##### Excerto fornecido #####

Ao revisitar-se as teorias sociológicas sobre a delinquência de crianças e
jovens, conclui-se que o fenómeno é explicado a partir do enfoque na
delinquência masculina, secundarizando a figura feminina e o interesse que as
questões de género têm nesta temática. Duas situações têm prevalecido nas
teorias tradicionais: a figura feminina "submergida " nas
explicações da delinquência masculina e a delinquência feminina reduzida a
problemas de costumes e de moral sexual. As histórias, necessidades e
experiências da ofensora/agressora feminina têm sido (re)formuladas como
problemáticas, sob a imposição das premissas masculinas e dos estereótipos de
género sobre feminilidade e ofensa (Hannah-Moffat e O'Malley, 2007). Imagens
que criam mitos, mitos que se tornam práticas.

##### Informação fornecida #####

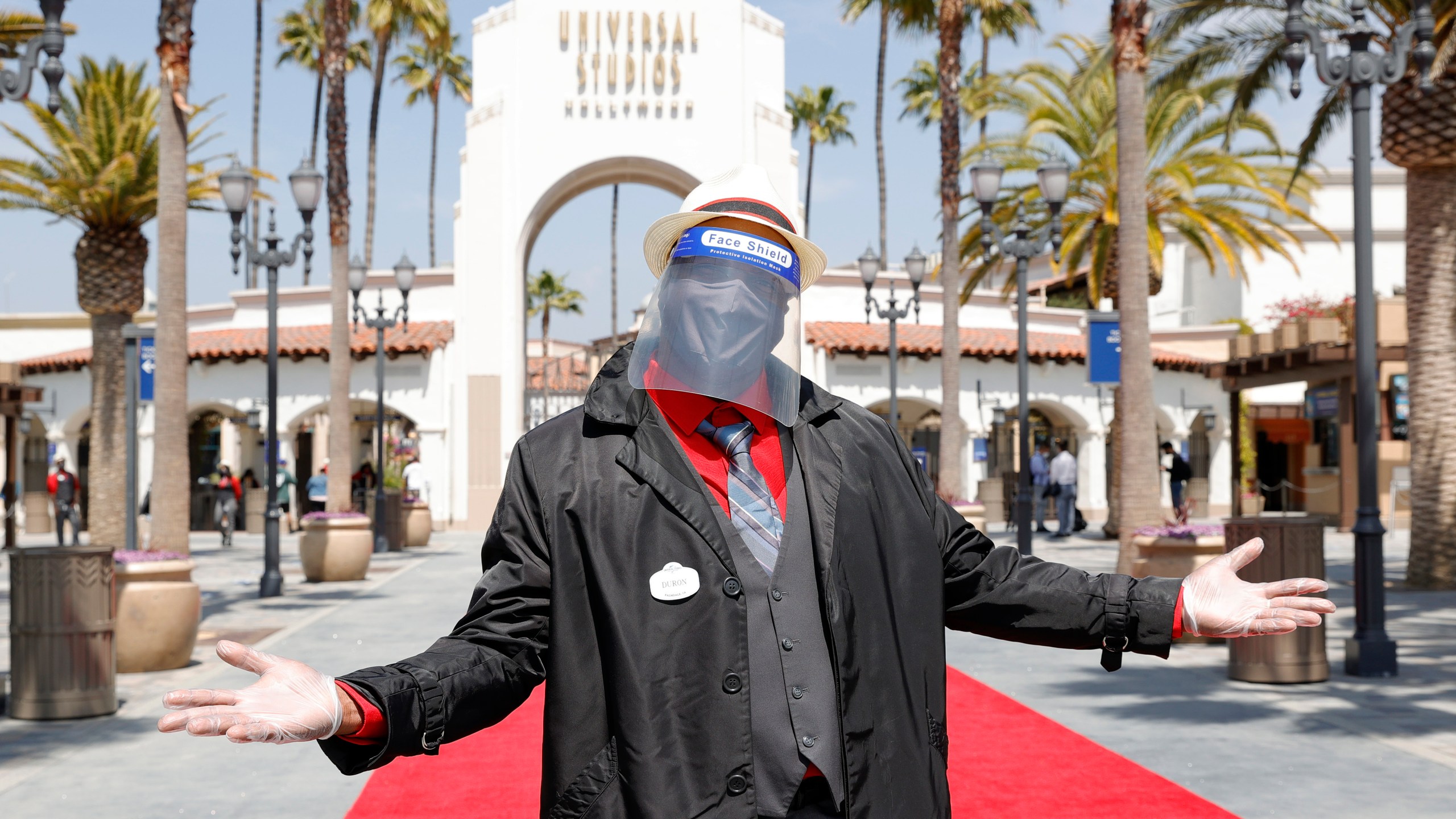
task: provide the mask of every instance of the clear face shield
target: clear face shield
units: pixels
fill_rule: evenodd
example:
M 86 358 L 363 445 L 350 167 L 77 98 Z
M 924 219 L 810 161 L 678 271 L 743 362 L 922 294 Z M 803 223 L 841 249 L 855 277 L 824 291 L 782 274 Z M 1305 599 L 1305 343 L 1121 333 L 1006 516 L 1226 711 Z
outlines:
M 628 379 L 638 389 L 732 401 L 794 426 L 798 256 L 738 230 L 684 232 L 642 316 Z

#####

Responda às perguntas seguintes sobre o excerto acerca da delinquência feminina:
1. A partir de que enfoque é explicado o fenómeno da delinquência de crianças e jovens nas teorias sociológicas?
2. A que problemas tem sido reduzida a delinquência feminina nas teorias tradicionais?
3. Sob a imposição de quê têm sido (re)formuladas como problemáticas as histórias, necessidades e experiências da ofensora/agressora feminina?

1. A partir do enfoque na delinquência masculina.
2. A problemas de costumes e de moral sexual.
3. Sob a imposição das premissas masculinas e dos estereótipos de género sobre feminilidade e ofensa.